Extracted data entries
+++
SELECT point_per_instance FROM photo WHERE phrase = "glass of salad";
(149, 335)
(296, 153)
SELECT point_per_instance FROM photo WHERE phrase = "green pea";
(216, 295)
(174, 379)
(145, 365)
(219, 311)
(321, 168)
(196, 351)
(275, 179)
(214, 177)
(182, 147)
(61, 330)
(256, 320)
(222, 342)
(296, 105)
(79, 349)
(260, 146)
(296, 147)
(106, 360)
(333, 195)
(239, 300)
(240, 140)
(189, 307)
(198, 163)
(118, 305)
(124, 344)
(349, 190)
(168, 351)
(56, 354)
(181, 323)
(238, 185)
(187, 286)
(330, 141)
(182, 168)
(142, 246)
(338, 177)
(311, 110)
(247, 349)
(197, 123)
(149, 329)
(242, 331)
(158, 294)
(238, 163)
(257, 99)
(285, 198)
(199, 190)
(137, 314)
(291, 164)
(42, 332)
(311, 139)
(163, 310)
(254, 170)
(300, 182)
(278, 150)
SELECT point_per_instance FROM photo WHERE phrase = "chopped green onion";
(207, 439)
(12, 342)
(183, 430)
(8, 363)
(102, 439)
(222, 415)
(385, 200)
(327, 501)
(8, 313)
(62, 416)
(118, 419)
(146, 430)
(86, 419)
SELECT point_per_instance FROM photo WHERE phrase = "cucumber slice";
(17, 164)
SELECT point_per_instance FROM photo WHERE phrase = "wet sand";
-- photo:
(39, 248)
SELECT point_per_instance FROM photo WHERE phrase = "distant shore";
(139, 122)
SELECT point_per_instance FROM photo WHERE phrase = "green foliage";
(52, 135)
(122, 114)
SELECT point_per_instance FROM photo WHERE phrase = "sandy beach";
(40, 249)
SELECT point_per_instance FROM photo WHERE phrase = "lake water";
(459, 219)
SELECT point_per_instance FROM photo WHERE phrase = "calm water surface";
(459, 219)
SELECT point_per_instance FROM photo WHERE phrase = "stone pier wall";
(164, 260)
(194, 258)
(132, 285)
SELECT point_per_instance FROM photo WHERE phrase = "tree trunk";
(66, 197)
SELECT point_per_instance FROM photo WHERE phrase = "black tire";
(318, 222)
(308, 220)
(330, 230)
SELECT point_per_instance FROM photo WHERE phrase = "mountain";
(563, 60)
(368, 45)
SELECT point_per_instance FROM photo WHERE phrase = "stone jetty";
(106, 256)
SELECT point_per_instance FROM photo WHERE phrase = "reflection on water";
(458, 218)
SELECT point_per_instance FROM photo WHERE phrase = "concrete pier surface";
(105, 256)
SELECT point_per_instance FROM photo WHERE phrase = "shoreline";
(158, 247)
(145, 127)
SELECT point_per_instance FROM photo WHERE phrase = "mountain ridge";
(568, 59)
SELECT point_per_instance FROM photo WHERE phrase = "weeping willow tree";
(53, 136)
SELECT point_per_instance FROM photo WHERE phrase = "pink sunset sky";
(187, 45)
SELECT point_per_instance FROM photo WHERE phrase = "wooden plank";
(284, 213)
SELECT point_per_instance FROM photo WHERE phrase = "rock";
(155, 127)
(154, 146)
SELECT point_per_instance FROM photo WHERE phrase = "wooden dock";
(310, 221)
+++
Your assignment ->
Every entry above should come back exactly as written.

Task answer ->
SELECT point_per_instance FROM photo WHERE phrase = "glass of salad";
(149, 335)
(296, 153)
SELECT point_per_instance FROM photo WHERE phrase = "green pea";
(216, 295)
(174, 379)
(145, 365)
(219, 311)
(321, 168)
(196, 351)
(275, 179)
(214, 177)
(182, 147)
(61, 330)
(256, 320)
(222, 342)
(296, 105)
(79, 349)
(260, 146)
(296, 147)
(106, 360)
(333, 195)
(239, 300)
(240, 140)
(189, 307)
(198, 163)
(118, 305)
(124, 344)
(349, 190)
(168, 351)
(56, 354)
(181, 323)
(238, 185)
(187, 286)
(330, 141)
(182, 168)
(142, 246)
(338, 177)
(311, 110)
(247, 349)
(197, 123)
(149, 329)
(242, 331)
(158, 294)
(238, 163)
(257, 99)
(285, 198)
(199, 190)
(137, 314)
(291, 164)
(42, 332)
(311, 139)
(163, 310)
(254, 170)
(300, 182)
(278, 150)
SELECT point_per_instance FROM photo WHERE phrase = "chopped green onion";
(207, 439)
(12, 342)
(183, 430)
(8, 363)
(102, 439)
(222, 415)
(385, 200)
(327, 501)
(8, 313)
(62, 416)
(118, 419)
(146, 430)
(86, 419)
SELECT point_per_instance FROM photo WHERE phrase = "cucumber slice";
(17, 164)
SELECT point_per_instance FROM photo WHERE phrase = "wet sand";
-- photo:
(39, 248)
SELECT point_per_instance FROM photo WHERE phrase = "distant shore";
(139, 122)
SELECT point_per_instance FROM photo WHERE phrase = "green foliage";
(52, 135)
(122, 114)
SELECT point_per_instance FROM photo WHERE phrase = "sandy beach";
(40, 249)
SELECT point_per_instance FROM photo WHERE phrase = "lake water";
(459, 219)
SELECT point_per_instance FROM photo WHERE phrase = "calm water surface";
(459, 219)
SELECT point_per_instance FROM photo WHERE phrase = "stone pier wall";
(164, 260)
(194, 258)
(132, 285)
SELECT point_per_instance FROM photo WHERE phrase = "tree trunk";
(66, 197)
SELECT point_per_instance FROM photo WHERE phrase = "black tire";
(318, 222)
(308, 220)
(330, 230)
SELECT point_per_instance FROM photo WHERE phrase = "mountain";
(563, 60)
(368, 45)
SELECT point_per_instance FROM photo WHERE phrase = "stone jetty";
(106, 256)
SELECT point_per_instance FROM photo WHERE phrase = "reflection on water";
(458, 218)
SELECT point_per_instance FROM photo WHERE phrase = "concrete pier surface";
(105, 256)
SELECT point_per_instance FROM photo WHERE phrase = "shoreline";
(158, 247)
(145, 127)
SELECT point_per_instance FROM photo WHERE phrase = "mountain ridge";
(568, 59)
SELECT point_per_instance FROM photo WHERE phrase = "weeping willow tree";
(53, 136)
SELECT point_per_instance FROM photo WHERE phrase = "pink sunset sky";
(187, 45)
SELECT point_per_instance FROM photo WHERE phrase = "wooden plank";
(284, 213)
SELECT point_per_instance FROM photo WHERE phrase = "rock";
(155, 127)
(154, 146)
SELECT point_per_instance FROM photo WHERE phrase = "wooden dock";
(310, 221)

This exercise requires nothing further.